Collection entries
+++

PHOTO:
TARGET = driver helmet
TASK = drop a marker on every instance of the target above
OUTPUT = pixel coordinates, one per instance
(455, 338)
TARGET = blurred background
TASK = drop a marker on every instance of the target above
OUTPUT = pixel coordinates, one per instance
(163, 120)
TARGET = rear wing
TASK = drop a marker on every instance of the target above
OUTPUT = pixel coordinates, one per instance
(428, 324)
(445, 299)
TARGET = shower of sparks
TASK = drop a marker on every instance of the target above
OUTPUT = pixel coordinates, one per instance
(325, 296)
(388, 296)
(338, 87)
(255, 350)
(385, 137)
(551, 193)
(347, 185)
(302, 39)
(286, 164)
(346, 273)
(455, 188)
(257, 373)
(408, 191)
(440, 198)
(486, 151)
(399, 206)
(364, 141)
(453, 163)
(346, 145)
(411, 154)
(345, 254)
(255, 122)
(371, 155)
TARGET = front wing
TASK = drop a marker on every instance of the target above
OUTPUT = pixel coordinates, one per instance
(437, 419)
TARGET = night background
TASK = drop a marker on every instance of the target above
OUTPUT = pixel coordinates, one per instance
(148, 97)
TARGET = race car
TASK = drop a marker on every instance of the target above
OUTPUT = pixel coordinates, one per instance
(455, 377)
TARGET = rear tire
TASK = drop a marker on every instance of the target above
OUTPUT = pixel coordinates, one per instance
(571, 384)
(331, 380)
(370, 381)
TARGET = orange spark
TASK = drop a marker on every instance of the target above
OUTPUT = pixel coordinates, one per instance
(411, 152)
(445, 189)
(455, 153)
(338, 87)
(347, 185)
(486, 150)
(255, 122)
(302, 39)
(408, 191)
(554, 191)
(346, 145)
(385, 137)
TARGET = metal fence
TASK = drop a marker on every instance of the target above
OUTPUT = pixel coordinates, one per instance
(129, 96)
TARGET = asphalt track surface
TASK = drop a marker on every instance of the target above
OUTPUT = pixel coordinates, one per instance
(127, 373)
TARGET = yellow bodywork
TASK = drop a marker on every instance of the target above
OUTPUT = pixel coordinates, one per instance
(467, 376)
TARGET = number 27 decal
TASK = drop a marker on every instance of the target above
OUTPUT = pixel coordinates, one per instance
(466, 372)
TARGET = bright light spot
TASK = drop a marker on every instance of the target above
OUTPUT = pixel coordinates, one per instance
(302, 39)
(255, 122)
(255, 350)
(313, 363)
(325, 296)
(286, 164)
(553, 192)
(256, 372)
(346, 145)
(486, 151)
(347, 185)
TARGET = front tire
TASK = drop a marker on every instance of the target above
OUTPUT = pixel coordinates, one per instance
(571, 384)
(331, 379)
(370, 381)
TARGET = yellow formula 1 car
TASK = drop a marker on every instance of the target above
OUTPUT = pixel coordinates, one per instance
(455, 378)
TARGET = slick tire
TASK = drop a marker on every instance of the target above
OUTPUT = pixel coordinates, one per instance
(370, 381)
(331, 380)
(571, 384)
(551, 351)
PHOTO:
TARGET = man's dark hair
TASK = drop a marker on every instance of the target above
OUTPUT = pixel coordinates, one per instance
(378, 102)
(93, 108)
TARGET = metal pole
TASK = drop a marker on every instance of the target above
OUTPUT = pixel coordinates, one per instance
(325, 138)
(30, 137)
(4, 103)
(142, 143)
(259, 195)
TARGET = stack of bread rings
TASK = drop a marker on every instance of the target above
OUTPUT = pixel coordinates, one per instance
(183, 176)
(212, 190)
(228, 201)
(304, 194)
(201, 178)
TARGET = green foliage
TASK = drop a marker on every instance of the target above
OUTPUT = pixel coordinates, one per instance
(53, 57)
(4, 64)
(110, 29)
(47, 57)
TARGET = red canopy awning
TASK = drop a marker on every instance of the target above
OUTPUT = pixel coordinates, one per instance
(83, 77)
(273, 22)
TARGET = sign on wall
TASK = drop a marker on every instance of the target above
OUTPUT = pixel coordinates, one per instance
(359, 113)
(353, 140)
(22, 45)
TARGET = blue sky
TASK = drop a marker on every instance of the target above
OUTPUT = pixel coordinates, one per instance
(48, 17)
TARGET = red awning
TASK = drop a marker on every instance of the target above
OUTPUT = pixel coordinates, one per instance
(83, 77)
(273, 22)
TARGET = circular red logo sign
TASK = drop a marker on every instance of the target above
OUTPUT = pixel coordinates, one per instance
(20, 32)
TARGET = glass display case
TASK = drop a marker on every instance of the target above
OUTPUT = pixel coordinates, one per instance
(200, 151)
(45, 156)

+++

**What needs to be done**
Every line in the data that includes the word "awning" should be counted, and only the resulting number given.

**Written response**
2